Data entries
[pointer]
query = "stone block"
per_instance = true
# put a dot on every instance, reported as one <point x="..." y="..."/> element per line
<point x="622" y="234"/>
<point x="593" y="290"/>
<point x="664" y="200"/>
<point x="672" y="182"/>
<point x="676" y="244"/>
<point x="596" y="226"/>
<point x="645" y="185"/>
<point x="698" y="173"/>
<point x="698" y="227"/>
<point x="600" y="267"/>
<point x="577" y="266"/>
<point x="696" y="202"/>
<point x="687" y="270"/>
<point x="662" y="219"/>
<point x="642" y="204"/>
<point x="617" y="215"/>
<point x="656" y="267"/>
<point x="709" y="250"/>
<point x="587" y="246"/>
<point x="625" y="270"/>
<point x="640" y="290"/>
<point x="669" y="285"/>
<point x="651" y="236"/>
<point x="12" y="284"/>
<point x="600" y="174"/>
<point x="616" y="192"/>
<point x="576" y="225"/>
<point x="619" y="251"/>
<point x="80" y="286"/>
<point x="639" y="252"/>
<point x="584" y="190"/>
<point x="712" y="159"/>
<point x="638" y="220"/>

**Work required**. Rewrite the entries above, changing "stone block" to "brick" and keeping everything else the same.

**Full response**.
[pointer]
query = "brick"
per_instance = true
# put a dot on every instance, reported as one <point x="..." y="..."/> element per line
<point x="622" y="234"/>
<point x="593" y="290"/>
<point x="664" y="200"/>
<point x="672" y="182"/>
<point x="676" y="244"/>
<point x="596" y="226"/>
<point x="645" y="185"/>
<point x="698" y="173"/>
<point x="698" y="227"/>
<point x="600" y="267"/>
<point x="577" y="266"/>
<point x="696" y="202"/>
<point x="687" y="270"/>
<point x="662" y="219"/>
<point x="642" y="204"/>
<point x="617" y="215"/>
<point x="656" y="267"/>
<point x="709" y="250"/>
<point x="587" y="246"/>
<point x="625" y="270"/>
<point x="640" y="290"/>
<point x="669" y="285"/>
<point x="651" y="236"/>
<point x="12" y="284"/>
<point x="600" y="174"/>
<point x="616" y="192"/>
<point x="576" y="225"/>
<point x="619" y="251"/>
<point x="80" y="286"/>
<point x="639" y="252"/>
<point x="584" y="190"/>
<point x="712" y="159"/>
<point x="638" y="220"/>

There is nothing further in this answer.